#### [Provided records]
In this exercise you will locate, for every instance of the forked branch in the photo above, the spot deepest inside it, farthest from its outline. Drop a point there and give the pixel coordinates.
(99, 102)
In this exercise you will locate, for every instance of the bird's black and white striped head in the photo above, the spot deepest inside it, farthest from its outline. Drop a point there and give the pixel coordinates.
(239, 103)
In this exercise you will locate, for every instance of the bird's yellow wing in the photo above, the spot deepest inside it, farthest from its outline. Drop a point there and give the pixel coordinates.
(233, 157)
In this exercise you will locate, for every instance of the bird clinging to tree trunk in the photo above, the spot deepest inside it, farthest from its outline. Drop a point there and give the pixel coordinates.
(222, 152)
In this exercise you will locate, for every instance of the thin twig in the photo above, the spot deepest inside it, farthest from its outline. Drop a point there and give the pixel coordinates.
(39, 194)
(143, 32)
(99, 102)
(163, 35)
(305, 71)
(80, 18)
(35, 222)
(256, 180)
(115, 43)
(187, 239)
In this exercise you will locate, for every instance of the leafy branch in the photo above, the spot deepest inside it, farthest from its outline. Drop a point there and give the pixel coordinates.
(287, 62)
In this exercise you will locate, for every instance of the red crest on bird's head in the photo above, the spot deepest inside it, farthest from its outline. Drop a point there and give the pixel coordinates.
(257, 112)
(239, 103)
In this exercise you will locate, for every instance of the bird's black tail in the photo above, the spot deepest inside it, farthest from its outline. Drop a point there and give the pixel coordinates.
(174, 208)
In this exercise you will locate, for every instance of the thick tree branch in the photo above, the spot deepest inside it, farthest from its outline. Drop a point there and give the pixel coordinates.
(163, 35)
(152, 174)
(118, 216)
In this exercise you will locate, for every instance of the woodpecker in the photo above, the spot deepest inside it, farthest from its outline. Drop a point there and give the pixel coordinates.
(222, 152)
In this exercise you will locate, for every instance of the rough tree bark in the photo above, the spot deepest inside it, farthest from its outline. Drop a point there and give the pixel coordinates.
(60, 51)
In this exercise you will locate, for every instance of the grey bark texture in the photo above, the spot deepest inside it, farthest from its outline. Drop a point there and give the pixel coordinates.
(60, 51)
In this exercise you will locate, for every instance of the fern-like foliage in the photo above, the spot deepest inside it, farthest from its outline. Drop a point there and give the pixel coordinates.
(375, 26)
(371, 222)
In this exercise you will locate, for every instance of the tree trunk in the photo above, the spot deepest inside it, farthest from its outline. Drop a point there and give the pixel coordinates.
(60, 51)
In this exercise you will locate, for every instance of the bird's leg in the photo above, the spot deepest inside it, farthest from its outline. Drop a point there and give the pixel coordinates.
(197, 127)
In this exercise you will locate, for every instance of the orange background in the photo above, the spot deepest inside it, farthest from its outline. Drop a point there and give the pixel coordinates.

#### [Task description]
You are asked to transcribe all of the data above exactly.

#### [Answer]
In this exercise you will locate, for every instance of the forked branch in the photo above, the spot deepest inside it, farthest from its outline. Drop a point there and give the pixel coordinates.
(99, 102)
In this exercise you will locate, for every instance of the bird's black and white striped head in the photo above, the spot deepest inside it, farthest from its outline. Drop a point there and give the pixel coordinates.
(239, 103)
In this exercise you will locate, for every instance of the bird's yellow wing in the photo above, the spot deepest inside it, farthest from its outline. Drop a point there and give the pixel coordinates.
(233, 157)
In this exercise you will locate, for every instance of the bird clinging to tree trunk in the photo above, the spot deepest inside it, farthest from its outline. Drop a point there and give the pixel coordinates.
(222, 152)
In this exercise you will locate, for every instance of the thin twig in the photo above, the spot deepest inside it, farthest from its outline. Drop a point there and give the pixel coordinates.
(39, 194)
(143, 32)
(99, 102)
(163, 35)
(305, 71)
(80, 18)
(35, 222)
(256, 180)
(115, 43)
(187, 239)
In this exercise you will locate, for every instance of the leafy branch in the photo above, the spot deepest inside it, farthest from its outline. Drop a point there and give the pixel coordinates.
(287, 62)
In this exercise you will locate, for every instance of the red crest on bird's head in the photo above, the spot deepest inside it, farthest from its outline. Drop a point there and give the pixel coordinates.
(257, 112)
(239, 103)
In this exercise you will locate, for every instance of the bird's black tail in the photo above, the spot deepest inside it, farthest from its outline. Drop a point there and give the pixel coordinates.
(174, 208)
In this exercise you will locate, for every instance of the thick tree branch in the photo above, the spot deepest inside it, farthest from its outline. Drop a point there and give the pixel coordinates.
(163, 35)
(152, 174)
(118, 216)
In this exercise you will locate, for every instance of the woodpecker in the photo above, the spot deepest inside it, farthest from its outline. Drop a point there and give the pixel coordinates.
(222, 152)
In this exercise you will locate, for every instance of the rough tree bark in the photo above, the spot deepest inside it, farthest from its outline. Drop a point there and give the pixel coordinates.
(60, 51)
In this exercise you will locate, for every instance of the grey bark texture in the photo above, the spot deepest inside it, farthest from its outline. Drop a point there and give the pixel coordinates.
(60, 51)
In this exercise you will locate, for every instance of the fern-like foliage in the photo above, the spot deepest inside it, farthest from its outline. Drop a point there and give the pixel coordinates.
(375, 26)
(371, 222)
In this exercise you will locate, for every instance of the tree trunk in the photo above, the spot deepest inside it, farthest from its outline. Drop a point there and give the pixel coordinates.
(60, 51)
In this exercise you will locate, for every instance of the bird's leg in the photo above, the spot deepest inside it, farthest from its outline. Drop a point there and give the pixel coordinates.
(197, 127)
In this exercise you will locate, for every instance of the orange background in the photo above, the spot deepest inside it, farthest from its outline. Drop a point there and give the pixel coordinates.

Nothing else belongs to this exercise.